**Article**
In Norton Sound, the summer and winter fisheries were both closed in 2020 and 2021, says Janis Ivanoff, president and CEO of the Norton Sound Economic Development Corporation.

Bristol Bay’s king crab fishery, the state’s largest by volume, closed from 2021 to 2023 for the first time in more than twenty-five years, Goen says. Though it rebounded enough to reopen, its numbers remain far less than at the fishery’s peak; the total allowable catch for the 2025–2026 season was just 2.68 million pounds, a 97.9 percent decrease from 1980.

The decline leaves federal and state managers working to balance the livelihoods of fishermen with the need to keep the population sustainable. The federal government, through the National Oceanic and Atmospheric Administration and the North Pacific Fishery Management Council, and the State of Alaska jointly manage the Bristol Bay and Norton Sound fisheries. The state manages the Southeast Alaska fishery. Each has slightly different criteria for determining whether a fishery can be opened and, if so, what the annual harvest level should be.

Litzow says the federal government’s “foundation of management is the concept of maximum sustainable yield, or the largest long-term average catch that can be taken from available mature crab.”

ADF&G takes a more conservative approach and places a greater emphasis on the female population when determining harvest levels, Palof says. The differing determinations can sometimes create conflicting decisions regarding whether to open a fishery; the state cannot exceed the federal government’s recommendations, but it can set a smaller limit. Palof points to the two-year closure of Bristol Bay as an example, when the federal government said numbers supported a small fishery but the state chose to close it.

“We focus more on females; the federal government focuses on males,” Palof says. “In those two years, the female threshold fell below our state statute. At the state level, we take into account all portions of the population, and there are regulations that if the female population is depressed, it’s a warning sign that something is going on.”

The declines and fishery closures have, of course, negatively impacted those whose livelihood depends on the fishery. Ivanoff called the two-year closures in Norton Sound “devastating.”

“For fishers, this meant forgoing any income from the fishery,” she says. “Those years also meant reduced employment opportunities for seafood plant workers and reduced economic activity in area communities that are impacted by the fishery.”

Crew haul a red king crab pot from Bristol Bay onto the deck of F/V Pinnacle.

Photo Credit: Jamie Goen

The crew of the F/V Pinnacle prepare to unload Bristol Bay red king crab.

Photo Credit: Jamie Goen

Multiple Causes for Decline

Fisheries scientists say the decline in the king crab population is due to an interplay of reasons rather than a single cause. The fishery has seen low levels of recruitment, or the entry of young crabs into the fishery, but scientists are unsure why.

**Material shown**
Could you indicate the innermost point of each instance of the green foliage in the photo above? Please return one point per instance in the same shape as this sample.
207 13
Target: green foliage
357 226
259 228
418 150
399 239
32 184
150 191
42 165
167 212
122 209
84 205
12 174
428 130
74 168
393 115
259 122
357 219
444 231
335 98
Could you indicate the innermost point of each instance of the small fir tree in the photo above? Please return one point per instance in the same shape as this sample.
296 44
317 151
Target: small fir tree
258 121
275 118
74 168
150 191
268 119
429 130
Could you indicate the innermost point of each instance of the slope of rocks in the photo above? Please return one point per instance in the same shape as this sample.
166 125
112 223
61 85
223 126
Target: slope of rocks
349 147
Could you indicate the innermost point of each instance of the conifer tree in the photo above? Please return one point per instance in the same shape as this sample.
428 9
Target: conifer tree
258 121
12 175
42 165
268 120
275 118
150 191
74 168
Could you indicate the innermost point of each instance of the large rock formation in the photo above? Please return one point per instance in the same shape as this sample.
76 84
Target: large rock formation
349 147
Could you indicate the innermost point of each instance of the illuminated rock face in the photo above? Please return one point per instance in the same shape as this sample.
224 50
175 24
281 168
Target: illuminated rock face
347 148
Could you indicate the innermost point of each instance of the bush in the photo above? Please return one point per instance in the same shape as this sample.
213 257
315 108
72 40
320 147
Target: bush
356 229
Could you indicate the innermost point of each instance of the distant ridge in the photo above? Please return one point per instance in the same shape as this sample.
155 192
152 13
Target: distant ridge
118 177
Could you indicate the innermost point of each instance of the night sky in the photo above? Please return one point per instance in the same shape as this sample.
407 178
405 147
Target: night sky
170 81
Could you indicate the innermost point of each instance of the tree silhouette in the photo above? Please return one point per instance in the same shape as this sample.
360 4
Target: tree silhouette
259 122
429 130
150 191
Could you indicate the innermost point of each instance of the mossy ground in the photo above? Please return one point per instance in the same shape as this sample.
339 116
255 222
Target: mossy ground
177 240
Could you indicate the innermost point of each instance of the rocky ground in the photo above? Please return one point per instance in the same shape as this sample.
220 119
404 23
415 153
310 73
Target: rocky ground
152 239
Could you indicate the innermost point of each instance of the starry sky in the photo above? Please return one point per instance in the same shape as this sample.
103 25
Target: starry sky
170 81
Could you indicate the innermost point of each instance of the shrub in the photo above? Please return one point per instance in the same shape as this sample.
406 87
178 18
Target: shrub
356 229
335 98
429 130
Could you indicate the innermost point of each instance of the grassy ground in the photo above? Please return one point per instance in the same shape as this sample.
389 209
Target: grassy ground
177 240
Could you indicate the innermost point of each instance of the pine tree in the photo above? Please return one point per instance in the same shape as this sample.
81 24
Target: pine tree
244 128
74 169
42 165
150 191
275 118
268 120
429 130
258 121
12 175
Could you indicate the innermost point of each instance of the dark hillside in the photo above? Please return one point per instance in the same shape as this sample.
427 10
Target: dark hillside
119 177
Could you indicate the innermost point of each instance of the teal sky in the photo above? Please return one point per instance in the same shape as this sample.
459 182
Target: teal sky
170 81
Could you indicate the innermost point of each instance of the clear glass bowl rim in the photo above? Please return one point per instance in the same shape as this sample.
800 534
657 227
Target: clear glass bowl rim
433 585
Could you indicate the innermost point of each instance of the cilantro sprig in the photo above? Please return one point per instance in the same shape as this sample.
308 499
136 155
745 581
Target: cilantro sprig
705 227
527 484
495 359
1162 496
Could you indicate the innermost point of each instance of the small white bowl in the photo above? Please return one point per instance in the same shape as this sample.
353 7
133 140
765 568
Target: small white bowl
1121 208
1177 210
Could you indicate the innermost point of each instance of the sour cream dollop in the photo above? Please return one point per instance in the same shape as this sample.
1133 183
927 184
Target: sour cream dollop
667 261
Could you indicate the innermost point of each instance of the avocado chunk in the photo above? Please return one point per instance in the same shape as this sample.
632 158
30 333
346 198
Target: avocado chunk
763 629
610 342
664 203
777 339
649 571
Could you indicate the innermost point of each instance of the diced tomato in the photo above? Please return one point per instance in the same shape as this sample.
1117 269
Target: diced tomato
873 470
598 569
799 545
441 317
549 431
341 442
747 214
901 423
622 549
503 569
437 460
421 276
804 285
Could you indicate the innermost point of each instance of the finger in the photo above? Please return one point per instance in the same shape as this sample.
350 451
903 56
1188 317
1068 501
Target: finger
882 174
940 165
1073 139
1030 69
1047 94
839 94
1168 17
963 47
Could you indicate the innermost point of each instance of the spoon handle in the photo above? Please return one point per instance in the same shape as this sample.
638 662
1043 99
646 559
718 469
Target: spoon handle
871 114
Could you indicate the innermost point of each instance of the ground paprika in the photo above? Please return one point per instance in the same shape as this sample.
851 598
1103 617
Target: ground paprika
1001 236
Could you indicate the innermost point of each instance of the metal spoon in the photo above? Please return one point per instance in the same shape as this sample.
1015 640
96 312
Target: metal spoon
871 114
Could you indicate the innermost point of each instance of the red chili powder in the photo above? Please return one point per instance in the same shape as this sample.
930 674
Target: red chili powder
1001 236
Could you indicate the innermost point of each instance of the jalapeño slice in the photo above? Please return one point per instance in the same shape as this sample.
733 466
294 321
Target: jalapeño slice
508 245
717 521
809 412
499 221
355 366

**Exercise requirements**
**A)** Using the article on Alaska king crab fisheries, decide whether each statement agrees with it. Answer yes or no for each, and quote the words of the article that settle it.
(i) The State of Alaska manages the Southeast Alaska fishery.
(ii) The state may set a harvest limit above the federal government's recommendation.
(iii) Scientists know why recruitment into the fishery has been low.
**B)** Reproduce word for word the part of the article on Alaska king crab fisheries that opens with the words containing "Fisheries scientists say" and closes with "are unsure why.".

**Answers to the exercises**
**A)**
(i) Yes: "The state manages the Southeast Alaska fishery."
(ii) No: "the state cannot exceed the federal government’s recommendations, but it can set a smaller limit."
(iii) No: "The fishery has seen low levels of recruitment, or the entry of young crabs into the fishery, but scientists are unsure why."

**B)**
Fisheries scientists say the decline in the king crab population is due to an interplay of reasons rather than a single cause. The fishery has seen low levels of recruitment, or the entry of young crabs into the fishery, but scientists are unsure why.